ACTIVITY:
Find and copy each line of the records where the string "bean" shows up.

STUDY MATERIAL:
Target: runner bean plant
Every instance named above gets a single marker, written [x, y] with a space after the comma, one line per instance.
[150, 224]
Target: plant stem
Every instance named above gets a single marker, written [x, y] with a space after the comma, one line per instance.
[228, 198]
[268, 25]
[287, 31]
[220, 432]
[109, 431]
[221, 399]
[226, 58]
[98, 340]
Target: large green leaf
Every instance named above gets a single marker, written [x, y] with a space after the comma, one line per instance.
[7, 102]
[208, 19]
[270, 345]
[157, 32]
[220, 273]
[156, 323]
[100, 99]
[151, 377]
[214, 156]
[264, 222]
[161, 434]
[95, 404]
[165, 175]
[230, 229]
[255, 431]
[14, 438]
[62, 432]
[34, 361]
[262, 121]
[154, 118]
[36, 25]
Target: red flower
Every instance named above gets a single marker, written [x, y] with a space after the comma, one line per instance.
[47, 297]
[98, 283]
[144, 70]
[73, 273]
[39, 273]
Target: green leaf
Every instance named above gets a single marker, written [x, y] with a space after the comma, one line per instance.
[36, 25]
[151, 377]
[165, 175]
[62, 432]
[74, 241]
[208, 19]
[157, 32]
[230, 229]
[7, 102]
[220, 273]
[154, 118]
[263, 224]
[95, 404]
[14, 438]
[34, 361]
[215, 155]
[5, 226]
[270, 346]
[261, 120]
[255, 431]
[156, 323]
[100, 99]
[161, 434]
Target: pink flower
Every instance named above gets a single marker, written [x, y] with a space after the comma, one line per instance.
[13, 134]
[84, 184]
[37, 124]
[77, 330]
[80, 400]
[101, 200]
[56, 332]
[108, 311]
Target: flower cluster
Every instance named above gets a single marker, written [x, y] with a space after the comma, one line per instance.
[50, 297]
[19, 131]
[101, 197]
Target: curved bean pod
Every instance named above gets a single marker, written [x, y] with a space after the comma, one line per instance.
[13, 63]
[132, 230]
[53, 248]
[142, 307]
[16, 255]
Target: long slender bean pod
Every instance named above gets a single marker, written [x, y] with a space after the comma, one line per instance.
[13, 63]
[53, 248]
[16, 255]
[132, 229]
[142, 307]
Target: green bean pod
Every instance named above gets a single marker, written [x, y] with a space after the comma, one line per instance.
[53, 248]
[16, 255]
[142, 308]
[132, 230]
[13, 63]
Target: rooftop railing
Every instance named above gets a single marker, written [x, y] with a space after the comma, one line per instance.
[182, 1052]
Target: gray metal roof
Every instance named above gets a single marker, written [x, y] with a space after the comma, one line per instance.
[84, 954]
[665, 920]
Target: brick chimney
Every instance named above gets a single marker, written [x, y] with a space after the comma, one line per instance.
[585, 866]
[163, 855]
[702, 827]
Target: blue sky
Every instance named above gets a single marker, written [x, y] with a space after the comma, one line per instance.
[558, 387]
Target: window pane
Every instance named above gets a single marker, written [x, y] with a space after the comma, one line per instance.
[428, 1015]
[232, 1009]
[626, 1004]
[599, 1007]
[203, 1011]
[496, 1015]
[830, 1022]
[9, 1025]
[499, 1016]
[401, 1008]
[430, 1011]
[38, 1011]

ANSWER SPACE:
Target: runner bean plant
Target: curved bean pod
Target: long slender bean pod
Target: green bean pod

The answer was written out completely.